TEXT

____

2013-Oct-01 21:53 UTC

head link

[LLVMdev] [PROPOSAL] Improve uses of LEA on Atom

Thanks for the reminder!

The work which we did on fixing up LEAs focused on converting instructions to
LEAs after register allocation on Atom.

Given the way that the X86 code generator generates LEA instructions, the
performance improvement requested by PR13320 might best be done as a peephole
optimization after register allocation.

We have now added this issue to our backlog of work to do, but I cannot hazard a
guess as to when the issue would be addressed.

-----Original Message-----
From: llvmdev-bounces at cs.uiuc.edu [mailto:llvmdev-bounces at cs.uiuc.edu] On
Behalf Of Rafael Espíndola
Sent: Monday, September 30, 2013 12:17 PM
To: Nowicki, Tyler
Cc: LLVM Developers Mailing List
Subject: Re: [LLVMdev] [PROPOSAL] Improve uses of LEA on Atom

Was there any development on this? I noticed that clang still produces a lea for
the testcase in llvm.org/pr13320.

____

Image annotation data
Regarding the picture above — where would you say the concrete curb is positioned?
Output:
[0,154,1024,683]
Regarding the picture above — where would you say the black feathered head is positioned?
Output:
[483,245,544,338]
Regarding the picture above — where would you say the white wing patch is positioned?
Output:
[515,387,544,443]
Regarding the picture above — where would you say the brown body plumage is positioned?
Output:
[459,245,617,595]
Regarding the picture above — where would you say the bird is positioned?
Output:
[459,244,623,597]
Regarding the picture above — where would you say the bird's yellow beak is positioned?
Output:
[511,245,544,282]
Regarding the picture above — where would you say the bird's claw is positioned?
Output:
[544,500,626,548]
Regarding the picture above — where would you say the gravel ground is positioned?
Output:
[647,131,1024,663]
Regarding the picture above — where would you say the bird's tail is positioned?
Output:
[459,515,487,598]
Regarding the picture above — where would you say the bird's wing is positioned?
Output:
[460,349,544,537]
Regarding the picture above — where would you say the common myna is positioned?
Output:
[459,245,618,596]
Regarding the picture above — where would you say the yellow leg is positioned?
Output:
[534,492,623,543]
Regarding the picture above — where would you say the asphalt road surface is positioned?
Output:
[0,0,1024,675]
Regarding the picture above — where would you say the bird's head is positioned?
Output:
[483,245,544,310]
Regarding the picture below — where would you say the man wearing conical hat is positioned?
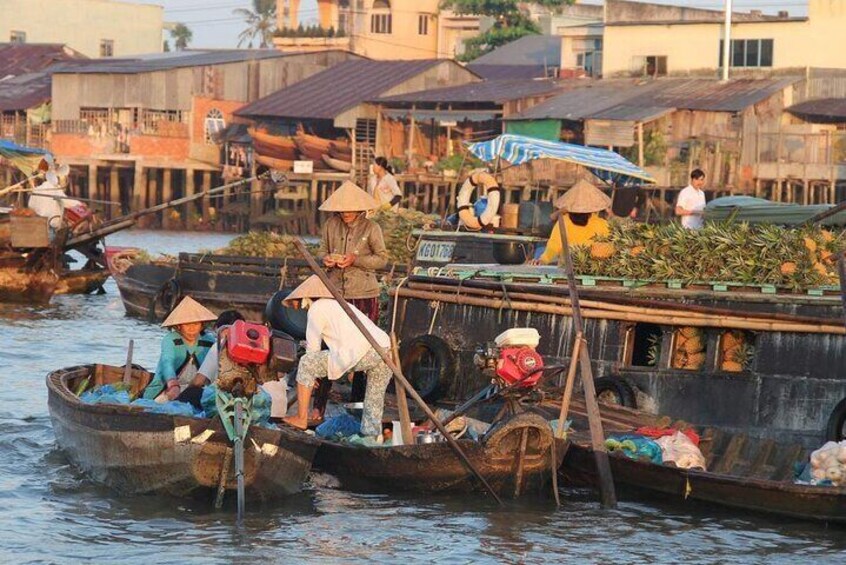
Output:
[283,275,391,438]
[144,296,217,406]
[538,180,611,265]
[315,181,388,418]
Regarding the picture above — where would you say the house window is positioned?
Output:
[370,0,393,34]
[100,39,115,57]
[204,108,226,145]
[718,39,773,68]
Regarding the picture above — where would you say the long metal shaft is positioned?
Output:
[294,237,502,504]
[558,214,617,508]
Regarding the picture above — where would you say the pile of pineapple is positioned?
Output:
[573,221,846,290]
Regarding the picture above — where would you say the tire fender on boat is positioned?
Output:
[456,170,502,231]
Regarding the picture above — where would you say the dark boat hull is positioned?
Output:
[562,443,846,524]
[47,367,317,500]
[315,410,566,496]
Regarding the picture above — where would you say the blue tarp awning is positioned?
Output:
[467,134,655,186]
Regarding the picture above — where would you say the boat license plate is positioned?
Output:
[417,241,455,263]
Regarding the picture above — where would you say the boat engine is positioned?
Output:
[474,328,544,390]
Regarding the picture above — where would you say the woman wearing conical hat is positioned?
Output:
[318,181,388,321]
[538,180,611,265]
[283,275,391,438]
[144,296,217,402]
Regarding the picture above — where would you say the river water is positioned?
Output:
[0,231,846,564]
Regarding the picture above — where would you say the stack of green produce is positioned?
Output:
[573,222,846,290]
[370,206,440,264]
[215,231,317,259]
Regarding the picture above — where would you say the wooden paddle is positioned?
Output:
[294,237,504,504]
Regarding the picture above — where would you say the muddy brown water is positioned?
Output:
[0,231,846,564]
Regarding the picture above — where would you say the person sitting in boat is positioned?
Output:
[144,296,217,405]
[367,157,402,210]
[283,275,392,438]
[534,180,611,265]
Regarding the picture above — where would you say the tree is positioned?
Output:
[441,0,574,61]
[170,23,194,51]
[232,0,276,49]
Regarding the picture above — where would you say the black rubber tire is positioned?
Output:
[264,288,308,340]
[400,335,457,402]
[593,377,637,408]
[825,398,846,442]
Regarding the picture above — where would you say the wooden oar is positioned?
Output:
[558,214,617,508]
[294,237,502,504]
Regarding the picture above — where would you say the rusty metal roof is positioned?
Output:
[52,49,302,74]
[376,80,563,105]
[467,63,549,80]
[787,98,846,124]
[0,43,86,80]
[509,78,797,121]
[235,59,448,120]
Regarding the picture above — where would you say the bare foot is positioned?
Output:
[285,416,308,430]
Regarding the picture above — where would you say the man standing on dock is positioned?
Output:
[676,169,705,230]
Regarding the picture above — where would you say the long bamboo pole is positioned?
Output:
[294,237,502,504]
[558,214,617,508]
[397,288,846,335]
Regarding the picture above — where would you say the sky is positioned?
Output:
[137,0,807,49]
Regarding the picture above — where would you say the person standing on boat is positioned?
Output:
[676,169,705,230]
[368,157,402,210]
[535,180,611,265]
[283,275,392,438]
[144,296,217,402]
[315,181,388,418]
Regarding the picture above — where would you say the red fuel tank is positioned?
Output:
[226,320,270,365]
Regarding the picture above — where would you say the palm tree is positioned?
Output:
[232,0,276,49]
[170,23,194,51]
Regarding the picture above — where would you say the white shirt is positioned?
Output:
[29,182,81,228]
[369,173,402,206]
[676,185,705,230]
[306,298,391,380]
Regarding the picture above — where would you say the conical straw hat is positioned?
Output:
[555,180,611,214]
[282,275,332,306]
[320,181,379,212]
[162,296,217,328]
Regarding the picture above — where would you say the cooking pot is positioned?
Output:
[493,241,531,265]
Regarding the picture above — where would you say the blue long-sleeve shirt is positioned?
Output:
[144,330,217,399]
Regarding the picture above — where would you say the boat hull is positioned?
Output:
[47,367,317,500]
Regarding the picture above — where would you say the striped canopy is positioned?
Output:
[467,134,655,186]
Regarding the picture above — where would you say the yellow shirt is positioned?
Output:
[540,214,608,265]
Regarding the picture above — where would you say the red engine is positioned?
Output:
[226,320,270,365]
[496,346,543,388]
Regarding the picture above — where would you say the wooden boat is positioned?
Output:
[561,398,846,523]
[256,155,294,171]
[323,155,352,173]
[109,253,405,320]
[253,139,297,161]
[314,413,566,497]
[47,365,318,500]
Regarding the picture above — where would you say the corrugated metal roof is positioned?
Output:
[376,80,563,104]
[0,43,86,80]
[467,63,549,80]
[52,49,301,74]
[473,35,561,68]
[235,59,446,120]
[509,79,797,121]
[787,98,846,124]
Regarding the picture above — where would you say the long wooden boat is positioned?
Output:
[315,413,566,497]
[109,253,405,320]
[47,365,318,500]
[562,416,846,524]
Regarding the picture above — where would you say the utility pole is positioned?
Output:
[723,0,731,81]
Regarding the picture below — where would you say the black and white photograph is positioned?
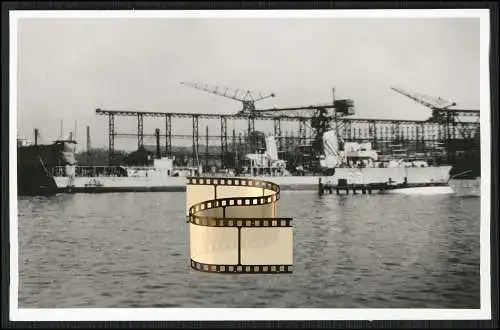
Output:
[9,9,491,321]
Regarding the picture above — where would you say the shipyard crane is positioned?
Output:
[256,89,355,173]
[391,87,480,165]
[181,81,275,117]
[391,87,479,123]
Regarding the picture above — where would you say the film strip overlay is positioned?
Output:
[186,177,293,274]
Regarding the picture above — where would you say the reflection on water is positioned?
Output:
[18,191,480,308]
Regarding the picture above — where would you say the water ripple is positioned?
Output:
[18,191,480,308]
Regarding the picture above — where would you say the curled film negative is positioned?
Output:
[186,177,293,274]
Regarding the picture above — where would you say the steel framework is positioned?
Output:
[96,109,479,163]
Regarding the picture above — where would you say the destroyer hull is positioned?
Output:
[54,166,451,193]
[450,177,481,197]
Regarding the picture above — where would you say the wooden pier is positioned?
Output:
[318,178,447,196]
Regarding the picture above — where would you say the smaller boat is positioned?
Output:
[449,170,481,197]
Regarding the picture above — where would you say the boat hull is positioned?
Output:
[386,185,453,195]
[54,166,451,192]
[450,177,481,197]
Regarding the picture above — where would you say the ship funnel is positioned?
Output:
[266,135,278,160]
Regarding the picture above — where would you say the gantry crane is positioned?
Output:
[391,87,479,123]
[391,87,479,161]
[256,89,355,170]
[181,81,275,117]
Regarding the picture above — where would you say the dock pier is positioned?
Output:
[318,177,418,196]
[318,178,389,196]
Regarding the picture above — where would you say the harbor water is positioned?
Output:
[18,191,480,308]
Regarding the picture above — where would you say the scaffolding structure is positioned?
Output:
[96,109,480,164]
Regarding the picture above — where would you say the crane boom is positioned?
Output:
[391,87,457,110]
[181,81,274,102]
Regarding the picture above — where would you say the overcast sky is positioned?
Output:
[18,18,480,148]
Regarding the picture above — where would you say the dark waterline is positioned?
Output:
[18,191,480,308]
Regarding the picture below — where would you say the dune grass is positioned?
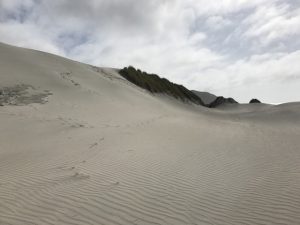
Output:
[119,66,205,105]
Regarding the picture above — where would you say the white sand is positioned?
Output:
[0,44,300,225]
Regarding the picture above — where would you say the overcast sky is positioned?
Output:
[0,0,300,103]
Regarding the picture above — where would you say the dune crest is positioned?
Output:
[0,44,300,225]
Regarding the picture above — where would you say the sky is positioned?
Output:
[0,0,300,103]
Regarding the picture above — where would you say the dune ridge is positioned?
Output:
[0,44,300,225]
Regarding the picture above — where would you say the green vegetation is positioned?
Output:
[119,66,204,105]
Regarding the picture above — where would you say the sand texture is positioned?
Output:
[0,44,300,225]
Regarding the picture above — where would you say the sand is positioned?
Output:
[0,44,300,225]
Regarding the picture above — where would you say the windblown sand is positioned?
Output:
[0,44,300,225]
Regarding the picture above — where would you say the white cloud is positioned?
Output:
[0,0,300,102]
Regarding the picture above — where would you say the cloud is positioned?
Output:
[0,0,300,102]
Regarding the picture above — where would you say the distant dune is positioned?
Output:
[0,43,300,225]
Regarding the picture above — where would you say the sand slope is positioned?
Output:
[0,44,300,225]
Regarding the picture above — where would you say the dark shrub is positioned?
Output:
[119,66,204,105]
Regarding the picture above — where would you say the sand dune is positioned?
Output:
[0,44,300,225]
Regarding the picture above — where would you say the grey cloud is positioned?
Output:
[0,0,300,101]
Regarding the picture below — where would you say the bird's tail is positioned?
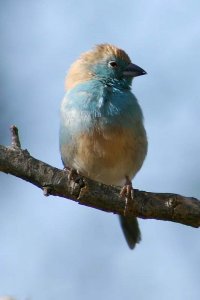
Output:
[119,216,141,249]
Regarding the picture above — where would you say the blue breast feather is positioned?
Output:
[60,80,143,144]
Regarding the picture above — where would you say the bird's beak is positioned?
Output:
[123,63,147,77]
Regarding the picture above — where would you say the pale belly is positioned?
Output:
[61,124,147,186]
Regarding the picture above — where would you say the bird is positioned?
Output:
[59,43,148,249]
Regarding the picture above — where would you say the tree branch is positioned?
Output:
[0,126,200,227]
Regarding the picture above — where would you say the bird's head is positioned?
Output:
[66,44,146,89]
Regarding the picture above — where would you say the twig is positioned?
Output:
[0,127,200,227]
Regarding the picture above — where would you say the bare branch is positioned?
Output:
[0,126,200,227]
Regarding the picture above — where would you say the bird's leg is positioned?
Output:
[120,176,134,199]
[120,176,134,215]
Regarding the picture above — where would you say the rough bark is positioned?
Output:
[0,126,200,227]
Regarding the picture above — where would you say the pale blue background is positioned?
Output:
[0,0,200,300]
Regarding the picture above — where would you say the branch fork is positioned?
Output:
[0,126,200,228]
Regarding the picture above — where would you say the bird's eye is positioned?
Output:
[108,60,117,68]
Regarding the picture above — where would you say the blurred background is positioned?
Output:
[0,0,200,300]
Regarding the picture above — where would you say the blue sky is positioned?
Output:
[0,0,200,300]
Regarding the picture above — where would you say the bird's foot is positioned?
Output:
[64,167,85,187]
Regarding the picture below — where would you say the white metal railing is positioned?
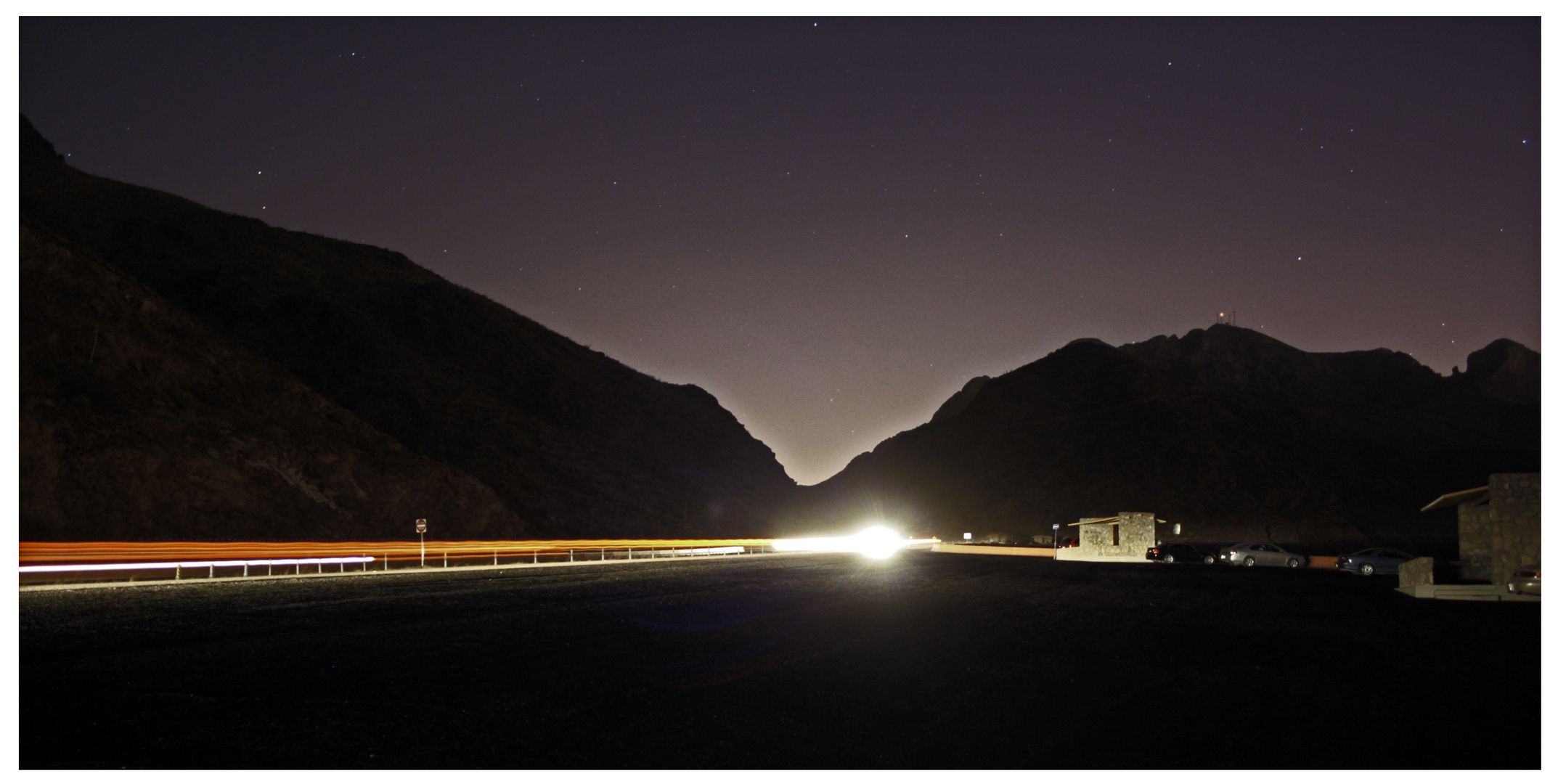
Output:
[17,545,767,580]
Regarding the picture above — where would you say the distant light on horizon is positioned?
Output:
[772,526,935,560]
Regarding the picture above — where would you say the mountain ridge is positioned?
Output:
[20,117,794,536]
[783,324,1539,547]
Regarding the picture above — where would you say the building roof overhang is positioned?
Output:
[1418,485,1488,511]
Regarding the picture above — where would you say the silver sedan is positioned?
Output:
[1217,542,1309,569]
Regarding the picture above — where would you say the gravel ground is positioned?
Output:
[19,552,1541,769]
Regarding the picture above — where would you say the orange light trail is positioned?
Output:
[19,539,775,563]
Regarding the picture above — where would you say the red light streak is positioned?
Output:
[17,539,772,563]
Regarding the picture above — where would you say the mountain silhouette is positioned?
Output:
[782,324,1541,557]
[20,117,794,538]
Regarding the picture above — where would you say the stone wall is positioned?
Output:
[1457,504,1493,581]
[1488,474,1543,584]
[1396,557,1433,587]
[1459,474,1543,584]
[1077,511,1157,558]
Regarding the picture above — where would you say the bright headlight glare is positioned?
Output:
[775,526,908,558]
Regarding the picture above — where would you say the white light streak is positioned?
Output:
[17,555,374,573]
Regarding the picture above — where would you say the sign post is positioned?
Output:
[416,519,427,569]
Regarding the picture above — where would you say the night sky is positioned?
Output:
[19,17,1541,483]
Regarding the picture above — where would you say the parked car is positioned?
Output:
[1146,542,1217,565]
[1509,564,1543,595]
[1337,547,1415,576]
[1217,542,1309,569]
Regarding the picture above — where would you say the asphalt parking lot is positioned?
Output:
[19,552,1541,769]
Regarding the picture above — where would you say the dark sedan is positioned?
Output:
[1217,542,1309,569]
[1146,542,1217,565]
[1337,547,1415,576]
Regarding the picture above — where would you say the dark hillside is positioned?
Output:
[787,326,1541,552]
[20,118,793,536]
[19,224,522,541]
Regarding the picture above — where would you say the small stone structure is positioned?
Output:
[1056,511,1157,561]
[1422,474,1543,584]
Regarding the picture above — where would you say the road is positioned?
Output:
[19,552,1541,769]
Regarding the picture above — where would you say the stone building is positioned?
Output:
[1422,474,1543,584]
[1055,511,1157,561]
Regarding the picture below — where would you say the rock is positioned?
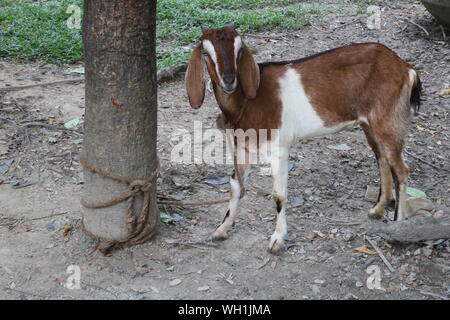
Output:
[311,284,320,296]
[197,286,210,292]
[169,279,183,287]
[364,186,379,202]
[314,279,325,285]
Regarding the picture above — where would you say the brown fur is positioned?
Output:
[186,27,421,224]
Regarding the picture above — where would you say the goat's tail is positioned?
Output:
[409,70,422,116]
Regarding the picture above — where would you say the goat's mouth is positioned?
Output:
[222,87,236,94]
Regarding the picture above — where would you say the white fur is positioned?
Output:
[234,36,242,70]
[279,68,367,145]
[202,40,224,86]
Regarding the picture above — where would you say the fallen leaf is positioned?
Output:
[197,286,210,291]
[398,268,408,275]
[386,284,397,293]
[13,224,29,233]
[203,176,230,185]
[406,187,427,198]
[416,124,425,131]
[353,246,378,254]
[306,233,317,240]
[169,279,183,287]
[63,224,73,236]
[327,143,352,151]
[188,219,198,226]
[136,267,150,275]
[67,67,84,74]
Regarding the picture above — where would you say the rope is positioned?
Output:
[79,99,248,254]
[79,154,159,254]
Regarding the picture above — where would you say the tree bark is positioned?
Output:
[82,0,159,253]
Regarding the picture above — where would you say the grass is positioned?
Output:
[0,0,371,69]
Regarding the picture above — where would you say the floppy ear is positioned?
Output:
[238,45,259,99]
[184,44,205,109]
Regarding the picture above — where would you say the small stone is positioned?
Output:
[434,210,444,217]
[386,284,397,293]
[169,279,183,287]
[314,279,325,284]
[311,284,320,296]
[197,286,210,292]
[344,230,355,241]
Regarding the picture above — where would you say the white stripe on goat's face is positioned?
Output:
[202,28,242,94]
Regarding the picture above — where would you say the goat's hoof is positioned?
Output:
[267,240,284,255]
[212,230,228,241]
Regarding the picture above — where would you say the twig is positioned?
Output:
[405,18,430,37]
[0,79,84,91]
[324,217,362,226]
[157,198,230,206]
[6,288,50,299]
[331,18,361,31]
[81,281,117,298]
[28,211,69,221]
[166,241,218,248]
[405,150,449,171]
[441,24,447,40]
[420,290,449,300]
[0,65,187,92]
[22,122,81,134]
[365,237,395,272]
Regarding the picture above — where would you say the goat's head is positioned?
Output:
[185,26,259,108]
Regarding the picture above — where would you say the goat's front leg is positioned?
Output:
[269,148,289,254]
[212,164,250,241]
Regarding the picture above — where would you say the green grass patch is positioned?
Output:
[0,0,321,69]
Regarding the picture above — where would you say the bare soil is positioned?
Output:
[0,0,450,299]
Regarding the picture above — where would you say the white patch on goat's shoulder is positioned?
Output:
[279,68,358,143]
[202,40,223,85]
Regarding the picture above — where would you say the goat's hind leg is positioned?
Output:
[269,148,289,254]
[361,123,394,219]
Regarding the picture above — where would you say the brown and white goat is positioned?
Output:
[185,26,421,253]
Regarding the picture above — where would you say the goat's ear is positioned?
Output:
[238,45,259,99]
[184,44,205,109]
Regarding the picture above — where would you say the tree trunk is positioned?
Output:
[82,0,159,253]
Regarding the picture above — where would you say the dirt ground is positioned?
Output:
[0,0,450,300]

____

WRITTEN PROBLEM 1
Transcribe the part of the mailing list post about LEA on Atom starting at "2013-Oct-01 21:53 UTC" and ending at "after register allocation.".
WRITTEN PROBLEM 2
Pick up the mailing list post about LEA on Atom at the point where it stops, and keep writing it.
The records are separate from the mailing list post about LEA on Atom.

RIGHT ANSWER 1
2013-Oct-01 21:53 UTC

head link

[LLVMdev] [PROPOSAL] Improve uses of LEA on Atom

Thanks for the reminder!

The work which we did on fixing up LEAs focused on converting instructions to
LEAs after register allocation on Atom.

Given the way that the X86 code generator generates LEA instructions, the
performance improvement requested by PR13320 might best be done as a peephole
optimization after register allocation.

RIGHT ANSWER 2
On 28 September 2012 11:36, Nowicki, Tyler <tyler.nowicki at intel.com>
wrote:> Hi,
>
>
>
> Here is an update on our proposal to improve the uses of LEA on Atom 
> processors.
>
>
>
> 1. Disable current generation of LEAs
>
>
>
> Due to a 3 cycle stall between the ALU and the AGU any address 
> generation done using math instruction will cause a stall on loads and 
> stores which are within 3 cycles of the address generation. 
> Consequently, the heuristics for using LEAs efficiently must know how 
> many cycles pass between the address generation and its use. However, 
> currently LEAs are inserted before this information is known (ie 
> before register allocation). Part of the attached patch disables the
current generation of LEAs.
>
>
>
> 2. Identify loads and stores in a X86PassConfig::addPreEmitPass() pass
>
>
>
> We will use an addPreEmitPass pass, similar to the VZeroUpper pass.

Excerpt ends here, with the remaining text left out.